- _WORK INSTRUCTIONS_: Retype, word for word, each line between the lines holding "Target: weathered stone post" and "Identify one point per instance of the distant", inclusive, and leave the rest of the data alone.

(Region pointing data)
☆ ☆ ☆ ☆ ☆ ☆ ☆

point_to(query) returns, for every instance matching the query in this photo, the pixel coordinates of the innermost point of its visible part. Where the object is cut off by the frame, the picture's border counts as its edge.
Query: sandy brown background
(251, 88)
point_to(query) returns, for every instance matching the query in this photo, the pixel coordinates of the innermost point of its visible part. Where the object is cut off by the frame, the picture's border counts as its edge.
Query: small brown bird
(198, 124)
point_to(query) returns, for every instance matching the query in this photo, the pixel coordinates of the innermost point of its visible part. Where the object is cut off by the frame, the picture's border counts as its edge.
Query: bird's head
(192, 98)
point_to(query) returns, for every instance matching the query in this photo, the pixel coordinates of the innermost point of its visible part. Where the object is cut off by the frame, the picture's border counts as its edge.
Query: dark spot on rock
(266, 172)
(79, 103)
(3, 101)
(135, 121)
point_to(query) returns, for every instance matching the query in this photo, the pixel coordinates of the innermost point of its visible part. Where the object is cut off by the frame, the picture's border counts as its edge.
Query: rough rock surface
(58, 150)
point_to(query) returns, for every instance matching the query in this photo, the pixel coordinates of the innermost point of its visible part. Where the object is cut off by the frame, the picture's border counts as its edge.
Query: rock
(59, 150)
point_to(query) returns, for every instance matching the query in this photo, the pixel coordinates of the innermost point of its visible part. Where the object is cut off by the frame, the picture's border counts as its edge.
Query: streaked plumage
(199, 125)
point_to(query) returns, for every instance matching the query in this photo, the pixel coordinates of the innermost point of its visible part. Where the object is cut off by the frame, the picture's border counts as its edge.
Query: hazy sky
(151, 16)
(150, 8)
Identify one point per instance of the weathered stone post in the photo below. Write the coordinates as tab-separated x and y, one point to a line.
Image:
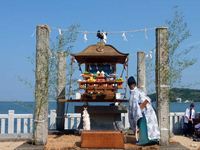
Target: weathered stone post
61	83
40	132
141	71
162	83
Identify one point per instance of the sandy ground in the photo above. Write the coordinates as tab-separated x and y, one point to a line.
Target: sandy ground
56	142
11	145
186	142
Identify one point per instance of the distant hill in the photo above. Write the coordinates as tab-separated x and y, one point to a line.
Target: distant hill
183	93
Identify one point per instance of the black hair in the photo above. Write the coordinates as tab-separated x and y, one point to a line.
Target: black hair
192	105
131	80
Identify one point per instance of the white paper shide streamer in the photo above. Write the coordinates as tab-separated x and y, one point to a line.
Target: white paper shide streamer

☆ ☆ ☆ ☆ ☆ ☆ ☆

- _TASK RESULT_:
Target: weathered stone post
61	83
40	132
141	71
162	83
Identify one point per instance of the sandy ground in the photo above. Write the coordinates as tab-separated x and y, one point to a line.
Target: sandy ground
56	142
11	145
186	142
Identify one point per instance of the distant hill in the photo above. Write the coordinates as tab-separated x and y, one point to a line.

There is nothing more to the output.